=== PROBLEM REQUIREMENTS ===
Rewrite the rows below, putting "object" wherever "instance" appears and leaving everything else unchanged.

=== DATA PROVIDED ===
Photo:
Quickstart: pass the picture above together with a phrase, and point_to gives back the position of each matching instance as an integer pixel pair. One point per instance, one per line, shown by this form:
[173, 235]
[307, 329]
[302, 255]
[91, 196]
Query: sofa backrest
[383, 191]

=== RESULT ===
Photo:
Quickstart: pass the picture above together with a phrase, and point_to gives back the position of each matching object as an integer pixel pair. One point per object, one per line, shown by this form:
[173, 235]
[307, 329]
[302, 255]
[91, 196]
Query: sofa backrest
[383, 191]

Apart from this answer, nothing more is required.